■ What you should do
Exact transcript, pictures excluded: write out every record below.

--- Given data Enclosed Below ---

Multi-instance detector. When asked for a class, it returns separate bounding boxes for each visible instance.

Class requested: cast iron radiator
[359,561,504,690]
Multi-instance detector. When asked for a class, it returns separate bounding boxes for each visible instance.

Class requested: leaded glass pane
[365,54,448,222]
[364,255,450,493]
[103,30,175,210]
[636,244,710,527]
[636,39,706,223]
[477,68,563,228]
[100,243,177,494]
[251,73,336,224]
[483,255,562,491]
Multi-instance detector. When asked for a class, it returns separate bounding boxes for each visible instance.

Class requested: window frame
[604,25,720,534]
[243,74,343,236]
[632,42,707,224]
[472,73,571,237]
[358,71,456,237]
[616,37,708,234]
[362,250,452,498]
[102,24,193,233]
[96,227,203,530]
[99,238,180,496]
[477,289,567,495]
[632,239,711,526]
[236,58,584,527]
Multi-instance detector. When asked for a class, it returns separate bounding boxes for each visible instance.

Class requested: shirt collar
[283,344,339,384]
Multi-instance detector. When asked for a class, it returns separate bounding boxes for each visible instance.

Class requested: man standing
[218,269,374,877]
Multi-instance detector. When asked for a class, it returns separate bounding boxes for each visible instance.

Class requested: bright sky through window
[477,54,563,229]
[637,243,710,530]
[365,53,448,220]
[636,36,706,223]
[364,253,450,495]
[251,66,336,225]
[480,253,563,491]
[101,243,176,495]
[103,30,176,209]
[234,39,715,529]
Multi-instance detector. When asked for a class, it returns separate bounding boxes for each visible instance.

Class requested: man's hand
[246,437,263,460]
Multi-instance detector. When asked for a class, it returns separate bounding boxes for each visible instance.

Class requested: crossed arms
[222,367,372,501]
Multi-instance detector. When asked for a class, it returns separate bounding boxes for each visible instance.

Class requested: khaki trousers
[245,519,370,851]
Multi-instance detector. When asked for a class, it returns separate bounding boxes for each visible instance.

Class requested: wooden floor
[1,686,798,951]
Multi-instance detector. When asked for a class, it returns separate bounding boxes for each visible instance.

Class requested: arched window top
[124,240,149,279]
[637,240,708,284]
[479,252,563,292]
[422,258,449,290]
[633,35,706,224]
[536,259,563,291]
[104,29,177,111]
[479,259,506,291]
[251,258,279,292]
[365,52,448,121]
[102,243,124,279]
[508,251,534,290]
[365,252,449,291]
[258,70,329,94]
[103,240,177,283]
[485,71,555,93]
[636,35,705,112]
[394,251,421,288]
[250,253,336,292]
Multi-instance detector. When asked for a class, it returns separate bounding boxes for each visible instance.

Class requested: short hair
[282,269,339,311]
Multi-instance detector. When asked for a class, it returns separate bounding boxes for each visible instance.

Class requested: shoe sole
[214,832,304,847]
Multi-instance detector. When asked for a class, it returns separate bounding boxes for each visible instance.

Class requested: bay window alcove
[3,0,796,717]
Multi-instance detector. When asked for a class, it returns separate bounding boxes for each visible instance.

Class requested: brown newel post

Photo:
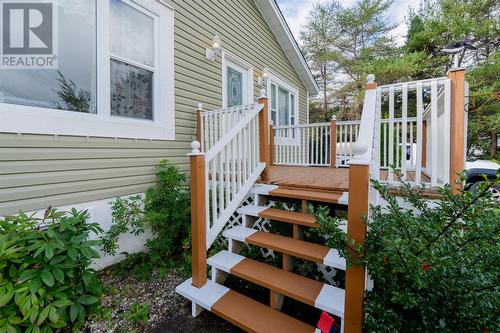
[344,78,376,333]
[330,115,337,168]
[448,68,466,193]
[196,103,204,149]
[258,89,270,181]
[188,140,207,288]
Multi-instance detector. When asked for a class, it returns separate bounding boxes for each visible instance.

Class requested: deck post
[188,140,207,288]
[258,89,270,181]
[448,68,466,193]
[196,103,204,149]
[344,77,377,333]
[330,115,337,167]
[269,121,275,166]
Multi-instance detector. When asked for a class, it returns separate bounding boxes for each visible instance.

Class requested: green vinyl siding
[0,0,309,215]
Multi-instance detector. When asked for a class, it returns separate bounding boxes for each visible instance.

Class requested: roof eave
[254,0,320,96]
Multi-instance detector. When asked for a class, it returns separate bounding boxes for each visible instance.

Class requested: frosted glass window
[110,0,155,120]
[110,60,153,120]
[227,66,243,107]
[110,0,154,67]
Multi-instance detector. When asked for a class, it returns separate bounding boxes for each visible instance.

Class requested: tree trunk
[491,132,497,157]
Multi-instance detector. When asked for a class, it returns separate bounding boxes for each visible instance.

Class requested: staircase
[176,71,467,332]
[177,182,347,333]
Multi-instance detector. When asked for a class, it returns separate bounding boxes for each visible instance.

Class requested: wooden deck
[266,166,350,192]
[264,166,432,193]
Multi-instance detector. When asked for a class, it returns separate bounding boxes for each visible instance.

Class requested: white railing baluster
[416,82,423,183]
[443,79,451,185]
[388,86,395,181]
[401,84,408,180]
[431,80,438,186]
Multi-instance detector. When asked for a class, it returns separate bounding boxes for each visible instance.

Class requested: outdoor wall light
[206,35,222,61]
[258,68,269,86]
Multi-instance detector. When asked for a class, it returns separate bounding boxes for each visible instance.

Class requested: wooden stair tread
[268,187,344,204]
[237,205,317,227]
[208,251,345,317]
[260,208,317,227]
[223,227,346,269]
[175,278,317,333]
[212,290,317,333]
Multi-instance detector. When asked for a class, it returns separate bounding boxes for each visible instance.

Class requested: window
[269,78,298,126]
[0,0,174,140]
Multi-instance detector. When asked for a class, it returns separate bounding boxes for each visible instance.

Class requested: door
[224,58,251,108]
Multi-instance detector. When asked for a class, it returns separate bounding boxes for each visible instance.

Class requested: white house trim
[266,71,299,126]
[0,0,175,141]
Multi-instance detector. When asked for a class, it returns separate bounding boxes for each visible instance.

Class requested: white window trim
[266,71,299,126]
[221,50,254,108]
[0,0,175,140]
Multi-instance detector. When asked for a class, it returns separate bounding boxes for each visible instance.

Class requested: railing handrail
[378,77,448,91]
[274,119,361,129]
[202,102,258,116]
[204,103,264,163]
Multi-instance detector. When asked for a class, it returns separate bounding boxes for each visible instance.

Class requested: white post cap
[367,74,376,83]
[190,140,201,154]
[197,102,203,110]
[259,88,267,99]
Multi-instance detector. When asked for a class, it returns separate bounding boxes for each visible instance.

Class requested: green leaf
[37,305,50,325]
[67,248,77,261]
[48,305,59,324]
[40,270,54,287]
[69,303,83,323]
[82,271,93,286]
[77,295,99,305]
[51,268,64,284]
[17,270,38,284]
[0,289,14,307]
[52,299,72,307]
[44,245,54,260]
[29,277,42,295]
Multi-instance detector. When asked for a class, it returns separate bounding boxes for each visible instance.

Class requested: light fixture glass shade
[212,35,221,51]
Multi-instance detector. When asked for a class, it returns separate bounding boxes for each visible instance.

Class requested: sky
[276,0,422,46]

--- End of Enclosed Given data ---

■ Task response
Multi-instance detector. When asked for a class, it returns separate bounding boxes for each visible instance.

Class requested: cast iron radiator
[359,561,504,690]
Multi-instance detector. When asked for a class, it returns separate bounding boxes for each visible instance.

Class requested: leaded glass pane
[365,54,448,222]
[364,255,450,493]
[103,30,175,210]
[636,244,710,527]
[636,39,706,223]
[477,68,563,228]
[100,243,177,494]
[251,73,336,224]
[483,255,562,491]
Multi-instance detector. When asked for a class, it returns separate bounding boxes for each visible instance.

Class requested: window frame
[604,25,720,534]
[243,74,343,236]
[632,42,707,224]
[472,73,571,237]
[358,71,456,237]
[616,37,708,234]
[362,250,452,498]
[102,24,193,233]
[96,227,203,530]
[99,238,180,496]
[477,289,567,495]
[632,239,711,526]
[236,58,584,527]
Multi-instance detector. When asked for a class, it returns separate bounding boxes for each visible instance.

Class requested: shirt collar
[283,344,339,384]
Multi-instance detector. When asked for a class, it returns separate bounding boxes for each visible instance.

Class requested: man standing
[218,269,374,877]
Multi-instance detector. When asked for a class, it returns separate bounding boxes for each visible instance.

Class requested: bright sky through window
[477,54,563,229]
[637,243,710,530]
[365,53,448,220]
[636,36,706,223]
[364,253,450,495]
[251,66,336,225]
[480,253,563,491]
[101,243,176,495]
[103,30,176,209]
[234,39,715,529]
Multi-instance detector. When asked for a class, it returns separate bounding boxes for each visible instance.

Class requested: man's hand
[246,437,263,460]
Multi-instance detector. When asked for a class, it returns separate bounding boxes for each visible instance.

Class requested: crossed arms
[222,367,372,501]
Multi-instance detector. When asked for a class, it returns separate bounding boxes for each visible instance.

Class requested: khaki trousers
[245,519,370,851]
Multi-instance detector. When asked for a class, it returns separate bounding boxes for each visible instance.

Class requested: wooden floor
[1,686,798,951]
Multi-instance detector. When asked for a class, it returns separate bounding boxes for each visible instance.

Class requested: arched window top
[124,240,149,279]
[637,240,708,284]
[479,252,563,292]
[422,258,449,290]
[633,35,706,224]
[536,259,563,291]
[104,29,177,111]
[479,259,506,291]
[251,258,279,292]
[365,52,448,121]
[102,243,124,279]
[508,251,534,290]
[365,252,449,291]
[258,70,329,94]
[103,240,177,283]
[485,71,555,93]
[636,35,705,112]
[394,251,421,288]
[250,253,336,292]
Multi-instance detector. When asked for a class, it returns separate bounding boxes for each visible instance.

Class requested: short hair
[282,269,339,311]
Multi-instance detector. When asked for a class, it returns separate bounding boxes for each visible instance.

Class requested: shoe sole
[214,832,304,847]
Multi-instance detector. When asked for a class, it returns separate bounding boxes for each visible instance.

Class requested: bay window alcove
[3,0,796,717]
Multi-instance detector. When asked for a class, it returns separate bounding boxes for each visible instance.

Class requested: brown newel post

Photo:
[344,78,376,333]
[330,115,337,168]
[448,68,466,193]
[196,103,204,149]
[258,89,270,181]
[188,140,207,288]
Multi-instance detector. When asked for a class, it returns separate bounding boxes for each visible instance.

Class requested: deck post
[188,140,207,288]
[258,89,270,181]
[448,68,466,193]
[196,103,204,149]
[344,77,377,333]
[330,115,337,167]
[269,121,275,166]
Multi-instance detector. When asked for a class, it returns separate bounding boxes for each visible instance.

Class requested: green vinyl siding
[0,0,309,215]
Multi-instance detector. When asked for a class, it returns separate bounding boxes for each visible instance.

Class requested: roof eave
[254,0,320,96]
Multi-instance detector. When asked for a class, it returns separate bounding boxes for each visible instance.

Class requested: frosted glass window
[110,0,155,120]
[110,60,153,120]
[227,66,243,107]
[110,0,154,67]
Multi-instance detector. When asked for a class, it returns separate bounding boxes for each visible instance.

Class requested: tree trunk
[491,132,497,157]
Multi-instance detector. When asked for a class, it returns separate bounding boxes for each visible instance.

Class requested: staircase
[176,71,467,332]
[177,182,347,333]
Multi-instance detector. When asked for a class, it returns separate bounding boxes for each visible instance.

Class requested: wooden deck
[266,166,350,192]
[264,166,432,193]
Multi-instance detector. When asked for a class, it returns separate bounding boxes for each visible instance.

Class requested: white railing baluster
[416,82,423,183]
[443,79,451,185]
[388,86,395,181]
[401,84,408,180]
[431,80,438,186]
Multi-instance detector. When asked for a class, it returns separate bounding boxes for each visible instance.

Class requested: outdoor wall light
[206,35,222,61]
[258,68,269,86]
Multi-instance detector. When asked for a class, it returns separate bounding boxes for each visible instance.

Class requested: wooden stair tread
[268,187,344,204]
[237,205,317,227]
[208,251,345,317]
[260,208,317,227]
[223,227,346,269]
[175,278,317,333]
[212,290,317,333]
Multi-instance detector. When asked for a class, it returns separate bounding boxes for each visible instance.

Class requested: window
[269,78,298,126]
[0,0,174,140]
Multi-instance detector. When asked for a class, it returns separate bounding boxes for each visible instance.

Class requested: door
[224,58,251,108]
Multi-instance detector. When asked for a class, it returns separate bounding boxes for each visible instance.

Class requested: white house trim
[266,71,299,126]
[0,0,175,141]
Multi-instance detector. When asked for a class, it returns separate bounding boxes for each visible instance.

Class requested: white window trim
[266,71,299,126]
[221,50,254,108]
[0,0,175,140]
Multi-instance detector. When asked for a class, it returns separate bounding boxes for each visible instance.

Class requested: railing handrail
[378,77,448,91]
[274,119,361,129]
[202,102,258,116]
[204,103,264,163]
Multi-instance detector. When asked for a class, it returns separate bounding boxes for each visible instance.

Class requested: white post cap
[367,74,376,83]
[190,140,201,154]
[197,102,203,110]
[259,88,267,99]
Multi-instance detector. When asked for a class, it returns separate bounding boxes for each visible instance.

Class requested: green leaf
[37,305,50,325]
[67,248,77,261]
[48,305,59,324]
[40,270,54,287]
[69,303,83,323]
[82,271,93,286]
[77,295,99,305]
[51,268,64,284]
[17,270,38,284]
[0,289,14,307]
[52,299,72,307]
[44,245,54,260]
[29,277,42,295]
Multi-instance detector. When asked for a class, it returns separate bounding boxes for each visible instance.

Class requested: light fixture glass shade
[212,35,221,51]
Multi-instance detector. When asked for a class, it returns separate bounding boxes for each visible instance.

Class requested: sky
[276,0,422,46]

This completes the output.